# The task
List each line of the data that holds the word "tight".

# Dataset entries
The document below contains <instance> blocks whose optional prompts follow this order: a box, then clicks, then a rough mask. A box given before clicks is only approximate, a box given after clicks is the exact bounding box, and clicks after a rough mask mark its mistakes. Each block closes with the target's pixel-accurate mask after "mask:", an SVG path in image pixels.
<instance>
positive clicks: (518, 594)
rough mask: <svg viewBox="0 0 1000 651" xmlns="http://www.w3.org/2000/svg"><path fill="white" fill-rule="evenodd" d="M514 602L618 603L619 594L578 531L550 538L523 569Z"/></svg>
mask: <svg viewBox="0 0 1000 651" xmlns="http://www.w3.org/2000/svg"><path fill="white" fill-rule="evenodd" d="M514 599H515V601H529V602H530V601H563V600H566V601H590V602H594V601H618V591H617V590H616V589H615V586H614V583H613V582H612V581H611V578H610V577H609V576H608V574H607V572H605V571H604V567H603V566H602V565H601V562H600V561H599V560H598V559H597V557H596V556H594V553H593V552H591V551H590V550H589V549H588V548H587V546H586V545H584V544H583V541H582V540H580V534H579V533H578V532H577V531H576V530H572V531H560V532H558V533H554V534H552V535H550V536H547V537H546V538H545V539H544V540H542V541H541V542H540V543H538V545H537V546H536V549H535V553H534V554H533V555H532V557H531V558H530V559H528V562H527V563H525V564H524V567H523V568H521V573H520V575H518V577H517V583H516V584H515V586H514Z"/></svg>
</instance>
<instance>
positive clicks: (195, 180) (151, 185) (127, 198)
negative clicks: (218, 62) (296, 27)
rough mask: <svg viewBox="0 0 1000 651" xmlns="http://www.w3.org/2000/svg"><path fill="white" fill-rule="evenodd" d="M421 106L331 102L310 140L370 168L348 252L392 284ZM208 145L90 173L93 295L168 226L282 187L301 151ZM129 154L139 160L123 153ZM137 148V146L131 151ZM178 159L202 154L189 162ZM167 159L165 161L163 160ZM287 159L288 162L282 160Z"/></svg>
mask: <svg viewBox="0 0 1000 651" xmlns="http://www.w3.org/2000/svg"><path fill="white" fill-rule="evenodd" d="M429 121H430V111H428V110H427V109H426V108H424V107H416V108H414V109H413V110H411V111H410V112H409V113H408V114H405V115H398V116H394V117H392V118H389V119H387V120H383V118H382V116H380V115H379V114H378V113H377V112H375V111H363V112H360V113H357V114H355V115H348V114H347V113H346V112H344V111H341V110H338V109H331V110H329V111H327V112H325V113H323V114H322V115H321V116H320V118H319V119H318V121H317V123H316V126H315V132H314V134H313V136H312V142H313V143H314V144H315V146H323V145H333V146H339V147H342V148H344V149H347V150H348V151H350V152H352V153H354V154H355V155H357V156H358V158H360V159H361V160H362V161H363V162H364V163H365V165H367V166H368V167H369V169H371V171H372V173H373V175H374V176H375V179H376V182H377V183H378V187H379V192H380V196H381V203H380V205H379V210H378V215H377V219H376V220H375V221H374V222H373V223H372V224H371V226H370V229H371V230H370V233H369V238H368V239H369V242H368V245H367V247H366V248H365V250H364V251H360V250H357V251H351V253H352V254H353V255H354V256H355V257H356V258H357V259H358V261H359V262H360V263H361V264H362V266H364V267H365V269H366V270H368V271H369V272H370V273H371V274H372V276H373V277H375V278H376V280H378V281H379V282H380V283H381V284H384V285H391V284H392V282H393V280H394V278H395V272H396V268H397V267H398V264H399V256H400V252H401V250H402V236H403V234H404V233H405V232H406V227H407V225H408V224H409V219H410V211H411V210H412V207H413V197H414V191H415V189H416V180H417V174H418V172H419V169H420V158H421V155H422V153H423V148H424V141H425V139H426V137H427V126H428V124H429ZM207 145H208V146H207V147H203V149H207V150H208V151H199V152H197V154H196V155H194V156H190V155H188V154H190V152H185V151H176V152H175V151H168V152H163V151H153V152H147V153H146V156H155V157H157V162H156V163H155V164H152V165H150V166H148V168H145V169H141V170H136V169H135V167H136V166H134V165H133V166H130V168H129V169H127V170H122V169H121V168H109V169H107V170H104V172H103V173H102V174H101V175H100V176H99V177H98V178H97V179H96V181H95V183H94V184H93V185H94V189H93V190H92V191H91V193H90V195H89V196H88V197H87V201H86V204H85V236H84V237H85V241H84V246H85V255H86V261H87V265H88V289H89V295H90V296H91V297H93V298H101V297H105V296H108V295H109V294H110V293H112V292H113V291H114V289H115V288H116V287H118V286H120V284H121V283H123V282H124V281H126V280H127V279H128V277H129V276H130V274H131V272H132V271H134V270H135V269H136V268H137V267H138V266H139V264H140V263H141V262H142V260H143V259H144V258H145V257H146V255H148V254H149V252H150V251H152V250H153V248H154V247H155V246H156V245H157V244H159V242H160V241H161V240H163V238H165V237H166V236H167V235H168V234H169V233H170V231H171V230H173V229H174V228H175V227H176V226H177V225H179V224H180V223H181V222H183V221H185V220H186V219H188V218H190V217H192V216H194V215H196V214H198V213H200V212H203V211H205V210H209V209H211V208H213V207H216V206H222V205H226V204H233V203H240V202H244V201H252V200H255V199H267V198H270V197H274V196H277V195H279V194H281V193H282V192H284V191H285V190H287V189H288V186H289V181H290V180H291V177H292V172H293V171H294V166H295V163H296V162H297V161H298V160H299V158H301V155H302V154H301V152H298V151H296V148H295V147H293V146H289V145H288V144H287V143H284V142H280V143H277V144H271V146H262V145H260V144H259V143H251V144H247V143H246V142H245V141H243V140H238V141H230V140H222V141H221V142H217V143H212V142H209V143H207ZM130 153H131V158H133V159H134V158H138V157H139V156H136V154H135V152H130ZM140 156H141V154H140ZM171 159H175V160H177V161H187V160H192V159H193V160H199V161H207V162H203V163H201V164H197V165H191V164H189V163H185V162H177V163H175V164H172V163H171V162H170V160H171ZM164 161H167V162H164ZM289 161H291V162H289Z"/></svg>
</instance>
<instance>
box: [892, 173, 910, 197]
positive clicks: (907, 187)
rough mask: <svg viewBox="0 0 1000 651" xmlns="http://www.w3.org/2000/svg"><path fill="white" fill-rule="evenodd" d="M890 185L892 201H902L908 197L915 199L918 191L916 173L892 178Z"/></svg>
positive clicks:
---
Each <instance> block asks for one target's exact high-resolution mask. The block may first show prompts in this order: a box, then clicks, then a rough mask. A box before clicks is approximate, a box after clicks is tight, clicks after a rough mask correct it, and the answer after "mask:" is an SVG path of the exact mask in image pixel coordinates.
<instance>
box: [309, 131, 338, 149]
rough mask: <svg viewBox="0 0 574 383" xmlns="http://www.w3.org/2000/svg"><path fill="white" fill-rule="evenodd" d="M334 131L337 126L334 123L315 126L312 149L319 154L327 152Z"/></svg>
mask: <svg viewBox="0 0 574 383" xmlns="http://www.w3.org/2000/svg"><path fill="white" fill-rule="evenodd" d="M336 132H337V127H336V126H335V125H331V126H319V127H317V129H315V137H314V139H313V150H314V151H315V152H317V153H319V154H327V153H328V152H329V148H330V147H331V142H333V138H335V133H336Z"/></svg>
* * *
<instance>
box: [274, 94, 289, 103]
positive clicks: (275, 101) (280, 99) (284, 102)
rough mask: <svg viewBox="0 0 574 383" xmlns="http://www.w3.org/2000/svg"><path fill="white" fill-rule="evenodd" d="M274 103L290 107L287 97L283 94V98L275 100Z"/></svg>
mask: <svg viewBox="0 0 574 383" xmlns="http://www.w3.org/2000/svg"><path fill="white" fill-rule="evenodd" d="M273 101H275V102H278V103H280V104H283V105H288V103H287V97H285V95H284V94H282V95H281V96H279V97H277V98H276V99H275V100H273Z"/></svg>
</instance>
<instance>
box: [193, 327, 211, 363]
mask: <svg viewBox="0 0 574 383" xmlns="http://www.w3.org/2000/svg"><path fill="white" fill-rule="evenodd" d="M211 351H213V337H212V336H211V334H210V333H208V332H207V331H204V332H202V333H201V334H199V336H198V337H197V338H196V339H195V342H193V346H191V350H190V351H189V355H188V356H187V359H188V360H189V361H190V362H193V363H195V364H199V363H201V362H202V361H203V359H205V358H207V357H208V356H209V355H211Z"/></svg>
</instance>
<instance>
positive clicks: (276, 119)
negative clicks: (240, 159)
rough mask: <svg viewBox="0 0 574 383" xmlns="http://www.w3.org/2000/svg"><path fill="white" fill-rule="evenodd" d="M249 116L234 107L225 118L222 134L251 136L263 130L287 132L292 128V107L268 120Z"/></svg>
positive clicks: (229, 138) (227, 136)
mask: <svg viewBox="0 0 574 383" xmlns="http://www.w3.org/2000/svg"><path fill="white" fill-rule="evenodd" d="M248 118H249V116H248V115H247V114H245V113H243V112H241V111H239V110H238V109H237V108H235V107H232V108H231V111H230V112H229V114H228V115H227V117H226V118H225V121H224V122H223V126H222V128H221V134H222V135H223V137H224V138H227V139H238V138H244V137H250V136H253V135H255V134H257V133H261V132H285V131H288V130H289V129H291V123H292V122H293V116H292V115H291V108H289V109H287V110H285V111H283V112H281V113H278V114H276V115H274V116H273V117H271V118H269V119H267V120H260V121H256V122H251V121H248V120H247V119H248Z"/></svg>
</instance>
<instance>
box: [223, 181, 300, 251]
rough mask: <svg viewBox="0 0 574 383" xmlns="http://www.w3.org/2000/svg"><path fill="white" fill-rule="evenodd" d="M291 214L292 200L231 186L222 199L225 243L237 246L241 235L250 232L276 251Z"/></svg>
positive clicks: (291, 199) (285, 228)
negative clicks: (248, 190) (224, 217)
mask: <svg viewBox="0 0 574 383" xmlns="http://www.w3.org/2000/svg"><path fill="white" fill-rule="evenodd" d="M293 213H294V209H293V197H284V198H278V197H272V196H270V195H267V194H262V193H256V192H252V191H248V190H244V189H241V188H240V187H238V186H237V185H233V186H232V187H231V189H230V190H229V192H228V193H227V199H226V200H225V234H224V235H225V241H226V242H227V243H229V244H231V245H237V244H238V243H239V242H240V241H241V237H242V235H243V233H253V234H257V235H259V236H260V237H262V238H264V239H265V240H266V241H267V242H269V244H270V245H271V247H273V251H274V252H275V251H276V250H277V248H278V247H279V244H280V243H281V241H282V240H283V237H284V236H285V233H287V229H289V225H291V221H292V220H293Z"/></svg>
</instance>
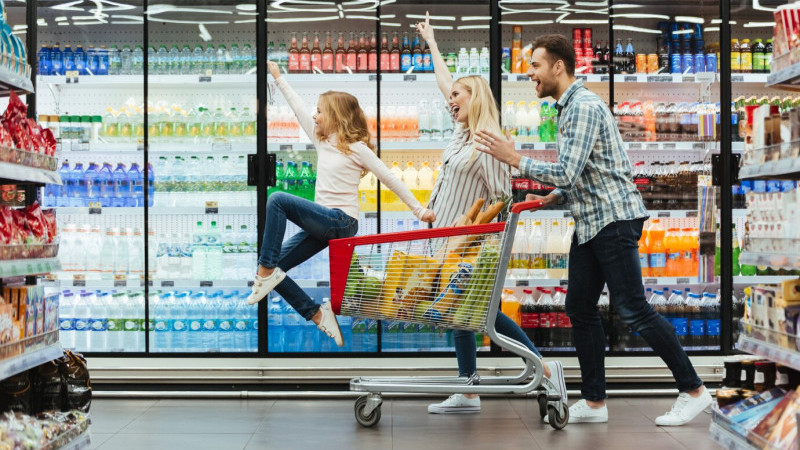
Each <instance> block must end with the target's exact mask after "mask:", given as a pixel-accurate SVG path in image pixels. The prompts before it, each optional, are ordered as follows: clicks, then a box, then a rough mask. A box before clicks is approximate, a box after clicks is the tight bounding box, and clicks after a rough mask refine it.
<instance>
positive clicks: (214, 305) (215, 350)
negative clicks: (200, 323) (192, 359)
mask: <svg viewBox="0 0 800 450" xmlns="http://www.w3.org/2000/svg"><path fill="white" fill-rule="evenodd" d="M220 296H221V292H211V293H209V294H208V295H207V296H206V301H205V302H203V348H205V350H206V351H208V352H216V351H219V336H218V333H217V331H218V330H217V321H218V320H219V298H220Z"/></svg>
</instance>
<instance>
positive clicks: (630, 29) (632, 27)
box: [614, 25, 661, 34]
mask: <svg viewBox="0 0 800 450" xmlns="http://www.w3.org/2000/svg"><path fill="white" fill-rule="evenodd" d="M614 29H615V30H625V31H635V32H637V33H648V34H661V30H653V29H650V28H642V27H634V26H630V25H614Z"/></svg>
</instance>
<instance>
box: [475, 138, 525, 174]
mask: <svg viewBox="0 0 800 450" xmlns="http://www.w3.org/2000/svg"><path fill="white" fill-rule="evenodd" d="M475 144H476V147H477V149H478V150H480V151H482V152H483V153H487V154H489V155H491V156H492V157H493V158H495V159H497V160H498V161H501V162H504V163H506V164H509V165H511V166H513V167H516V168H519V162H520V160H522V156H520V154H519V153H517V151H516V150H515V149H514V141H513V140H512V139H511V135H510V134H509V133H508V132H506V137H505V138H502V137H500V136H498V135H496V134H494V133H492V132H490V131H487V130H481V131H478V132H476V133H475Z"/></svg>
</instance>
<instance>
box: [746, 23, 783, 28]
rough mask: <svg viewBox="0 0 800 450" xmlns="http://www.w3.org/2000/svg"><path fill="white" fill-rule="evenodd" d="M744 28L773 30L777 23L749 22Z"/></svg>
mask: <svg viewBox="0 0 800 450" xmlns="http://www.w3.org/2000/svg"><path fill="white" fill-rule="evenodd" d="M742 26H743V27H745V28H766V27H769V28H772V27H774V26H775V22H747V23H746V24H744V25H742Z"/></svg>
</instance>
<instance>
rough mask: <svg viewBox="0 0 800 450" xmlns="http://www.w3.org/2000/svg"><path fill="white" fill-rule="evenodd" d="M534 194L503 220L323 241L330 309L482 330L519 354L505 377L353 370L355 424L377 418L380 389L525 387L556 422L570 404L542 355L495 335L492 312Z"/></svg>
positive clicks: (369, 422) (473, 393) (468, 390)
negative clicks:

# Written answer
Each <instance> block asks for one target's exact high-resolution mask. The block may first show prompts in this order: a box, then clicks, then a rough mask. A box before clicks is approximate, a box after clicks is tight, clicks after a rough mask correct it, and the answer after "mask:" is an SVG path of the exact mask in image pixel coordinates.
Each <instance> block must end with the target's exact mask after "mask:", given as a pixel-accurate SVG path in image pixels. The prompts before it, each optional, are ordered as follows: clicks, then a box, then a rough mask. A box before clicks is approximate, a box after clicks is the tight bounding box, and clicks after a rough mask refine it.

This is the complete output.